US Embassy in Havana Cuba

Podcast Episode 86: Unraveling the Cuban Embassy’s Acoustic Mystery

In this week’s episode of The Security Ledger Podcast (#86) we speak with Dr. Kevin Fu of the University of Michigan about research he conducted that casts doubts on reports of mysterious acoustic attacks on US embassy employees in Havana, Cuba. Also: Chip Block of Evolver talks about the Securities and Exchange Commission’s expanded cyber security guidance. And finally: thousands of radiologic sensors were deployed in the U.S. following the attacks of September 11 2001. We’ll look at new efforts to secure those systems from cyber attack.

The US State Department decided last week to make staff cuts to the Cuban Embassy permanent, citing a need to protect American personnel from what the State Department called a series of “health attacks” – reportedly sonic assaults that left embassy staff and employees with hearing loss and a range of other symptoms. But did attacks really take place?

US Embassy in Havana Cuba
US diplomats stationed in Cuba reported feeling ill after sonic attacks launched from a mysterious source. But is that what really happened? New research suggests maybe not. (Image courtesy of US embassy.)

Bad Vibes in Havana

Our first guest, Professor Kevin Fu of the University of Michigan, thinks there’s good reason to believe they didn’t. Writing for The Conversation last week, he and fellow researcher Wenyuan Xu said they were able to recreate the mysterious behavior described by American diplomats in their lab.

“We were able to use ultrasonic tones to create sounds like those that were described and recorded in Cuba. No single ultrasonic tone would do this, but as with musical combination tones, combining more than one can create audible byproduct sounds, including by accident,” Fu and Xu wrote.

The culprit? Fu told The Security Ledger it was likely “interference by ultrasonic emitters causing audible byproducts.” In our conversation, I asked Fu – one of the leading experts on the security of embedded devices – what that mouthful of words means, what might have been the source of the disturbing sounds experienced by Embassy staff and what this means for the future, as millions of wireless, sensing and emitting devices begin to populate our environment.

[Check out our previous conversation with Dr. Fu here: Episode 81: Hacking IoT with Physics, Poor Grades for Safety Wearables and Peak Ransomware]

TMI, SEC?

Requirement 1
According to the podcast page, which university is Kevin Fu with?
Requirement 2
Decide whether each statement agrees with the podcast page, and answer yes or no with the words from the page that settle it. (a) Fu and Xu said a single ultrasonic tone could produce the sounds described in Cuba. (b) The State Department decided to make staff cuts to the Cuban Embassy permanent. (c) Chip Block of Evolver discusses guidance from the Securities and Exchange Commission.
Requirement 3
Carry on the podcast page from where it stops.

Items from a dataset
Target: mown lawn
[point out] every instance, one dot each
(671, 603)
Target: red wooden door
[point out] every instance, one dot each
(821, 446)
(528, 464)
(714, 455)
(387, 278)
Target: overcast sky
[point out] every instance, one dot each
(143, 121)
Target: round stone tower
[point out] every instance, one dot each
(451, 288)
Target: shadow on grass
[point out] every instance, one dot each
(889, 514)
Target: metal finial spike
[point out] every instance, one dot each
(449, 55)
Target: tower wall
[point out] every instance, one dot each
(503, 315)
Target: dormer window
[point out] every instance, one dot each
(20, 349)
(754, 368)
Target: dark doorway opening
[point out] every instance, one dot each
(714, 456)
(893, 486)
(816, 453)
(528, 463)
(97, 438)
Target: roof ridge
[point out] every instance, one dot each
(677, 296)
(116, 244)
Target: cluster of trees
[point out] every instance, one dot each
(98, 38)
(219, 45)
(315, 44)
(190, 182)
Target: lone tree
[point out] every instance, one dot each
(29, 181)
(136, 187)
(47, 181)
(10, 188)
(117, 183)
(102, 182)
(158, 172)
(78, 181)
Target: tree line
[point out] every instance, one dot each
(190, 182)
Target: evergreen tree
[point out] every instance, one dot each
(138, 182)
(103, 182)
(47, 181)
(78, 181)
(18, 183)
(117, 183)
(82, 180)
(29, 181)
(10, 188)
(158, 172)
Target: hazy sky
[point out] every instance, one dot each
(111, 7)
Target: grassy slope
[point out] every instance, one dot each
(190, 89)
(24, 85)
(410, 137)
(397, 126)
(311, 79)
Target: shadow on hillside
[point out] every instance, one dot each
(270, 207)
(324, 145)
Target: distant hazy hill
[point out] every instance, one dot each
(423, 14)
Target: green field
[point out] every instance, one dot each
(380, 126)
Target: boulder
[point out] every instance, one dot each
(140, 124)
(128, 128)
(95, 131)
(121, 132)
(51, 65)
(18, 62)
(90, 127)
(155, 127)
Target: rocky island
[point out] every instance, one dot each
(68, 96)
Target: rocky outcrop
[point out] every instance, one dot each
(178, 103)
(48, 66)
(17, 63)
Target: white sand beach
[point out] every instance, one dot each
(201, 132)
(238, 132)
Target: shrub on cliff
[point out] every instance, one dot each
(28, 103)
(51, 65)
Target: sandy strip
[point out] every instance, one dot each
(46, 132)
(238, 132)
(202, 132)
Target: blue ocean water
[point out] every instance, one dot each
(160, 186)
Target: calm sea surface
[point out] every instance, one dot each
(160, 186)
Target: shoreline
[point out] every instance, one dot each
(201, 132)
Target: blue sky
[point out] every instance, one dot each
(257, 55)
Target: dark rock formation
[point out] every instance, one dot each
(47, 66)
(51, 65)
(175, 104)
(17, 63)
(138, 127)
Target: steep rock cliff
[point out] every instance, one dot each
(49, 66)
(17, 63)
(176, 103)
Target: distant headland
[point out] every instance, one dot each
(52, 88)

Reply 1
The University of Michigan.

Reply 2
(a) No: "No single ultrasonic tone would do this"
(b) Yes: "The US State Department decided last week to make staff cuts to the Cuban Embassy permanent"
(c) Yes: "Chip Block of Evolver talks about the Securities and Exchange Commission’s expanded cyber security guidance"

Reply 3
It has been almost seven years since the Securities and Exchange Commission issued its first guidance about the need for companies to disclose so-called cyber incidents. That guidance set a high bar: asking companies to disclose only breaches that were material to the company and then leaving it up to regulated firms to decide what the threshold for materiality was. No surprise: the intervening years saw few voluntary disclosures of cyber incidents by companies that hadn’t already become the subject of headlines and news coverage in the public.

In recent days, however, the SEC has updated that guidance, providing far more specific and granular instructions to regulated firms on the matter of cyber incident disclosure. The new guidance also has some intriguing implications for connected device makers. In the second part of this week’s podcast, we invited Chip Block of the firm Evolver back into the SL studio to talk about the SEC’s new guidance.

Arktis Detector
An Arktis radiation detector

Watching the Detectors

In our final segment: more than 2,000 radiologic detectors were deployed at US ports of entry following the attacks of 9/11. The nondescript roadside boxes can stand more than 14 feet tall and sniff out fissile material passing by in trucks, cars or shipping containers. But are those radiologic detectors as good at fending off cyber attacks? In our final segment, we speak with Dr. Rico Chandra, the CEO and co-founder of Arktis, which makes radiologic detectors, about efforts to shore up this critical infrastructure against cyber attack and the steps his company is taking to harden their devices.